• Exercise description
Copy every line of the data below unchanged, keeping each character and the line order.

• Information supplied

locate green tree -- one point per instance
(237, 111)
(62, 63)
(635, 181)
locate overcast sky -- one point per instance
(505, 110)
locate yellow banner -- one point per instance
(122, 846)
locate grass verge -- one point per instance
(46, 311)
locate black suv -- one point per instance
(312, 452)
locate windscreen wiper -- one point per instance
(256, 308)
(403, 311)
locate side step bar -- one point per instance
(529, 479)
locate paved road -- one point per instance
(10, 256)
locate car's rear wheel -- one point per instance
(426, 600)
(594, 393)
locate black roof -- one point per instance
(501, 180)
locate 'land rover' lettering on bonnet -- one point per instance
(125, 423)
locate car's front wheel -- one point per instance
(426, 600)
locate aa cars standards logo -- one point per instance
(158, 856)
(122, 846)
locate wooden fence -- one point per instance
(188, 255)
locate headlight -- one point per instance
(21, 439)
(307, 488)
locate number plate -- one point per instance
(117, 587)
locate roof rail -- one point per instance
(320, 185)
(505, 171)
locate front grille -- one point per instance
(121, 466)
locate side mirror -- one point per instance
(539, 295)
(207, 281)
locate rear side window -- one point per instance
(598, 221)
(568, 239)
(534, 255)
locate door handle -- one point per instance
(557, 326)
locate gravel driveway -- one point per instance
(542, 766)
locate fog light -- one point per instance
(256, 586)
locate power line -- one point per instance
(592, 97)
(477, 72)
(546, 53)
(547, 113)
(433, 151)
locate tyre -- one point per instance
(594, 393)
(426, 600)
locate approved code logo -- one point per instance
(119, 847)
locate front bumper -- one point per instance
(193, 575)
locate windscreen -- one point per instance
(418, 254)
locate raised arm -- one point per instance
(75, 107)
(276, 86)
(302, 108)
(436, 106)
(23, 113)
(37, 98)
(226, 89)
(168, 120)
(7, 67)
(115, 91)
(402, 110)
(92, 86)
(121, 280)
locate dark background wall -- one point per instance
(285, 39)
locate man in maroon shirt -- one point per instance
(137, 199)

• Result
locate green tree -- one point per instance
(237, 111)
(62, 63)
(635, 181)
locate overcast sky -- one point per instance
(505, 110)
locate yellow banner -- one point per instance
(122, 846)
locate grass verge -- one point per instance
(46, 311)
locate black suv -- one point per instance
(312, 452)
locate windscreen wiper -- one point per instance
(256, 308)
(403, 311)
locate side step bar -- one point per instance
(529, 479)
locate paved road -- one point per instance
(10, 256)
locate car's rear wheel -- one point per instance
(426, 600)
(594, 393)
locate black roof -- one point per instance
(501, 180)
locate 'land rover' lettering on bonnet -- one point per instance
(125, 423)
locate car's front wheel -- one point per instance
(426, 600)
locate aa cars standards logo -- one point per instance
(158, 856)
(122, 846)
locate wooden fence -- one point per instance
(188, 255)
locate headlight -- one point per instance
(21, 439)
(307, 488)
locate number plate -- one point per instance
(117, 587)
locate roof rail -- one point per instance
(320, 185)
(505, 171)
locate front grille -- one point per instance
(121, 466)
locate side mirror -- one point per instance
(539, 295)
(207, 281)
locate rear side window -- one point per instance
(598, 221)
(568, 239)
(534, 255)
locate door handle -- one point per instance
(557, 326)
locate gravel driveway -- one point per instance
(542, 766)
locate fog light -- one point per instance
(256, 586)
locate power line -- one point per instance
(592, 97)
(477, 72)
(546, 53)
(547, 113)
(433, 151)
locate tyre -- one point per instance
(594, 393)
(426, 600)
locate approved code logo -- one point per instance
(119, 847)
locate front bumper -- one point per instance
(193, 575)
locate windscreen -- one point per instance
(418, 254)
locate raised arm -- one point per instance
(75, 107)
(276, 86)
(302, 108)
(436, 106)
(23, 113)
(37, 98)
(226, 89)
(168, 120)
(7, 67)
(115, 91)
(402, 110)
(92, 86)
(121, 280)
locate dark background wall -- one point per instance
(285, 39)
locate man in maroon shirt -- one point per instance
(137, 199)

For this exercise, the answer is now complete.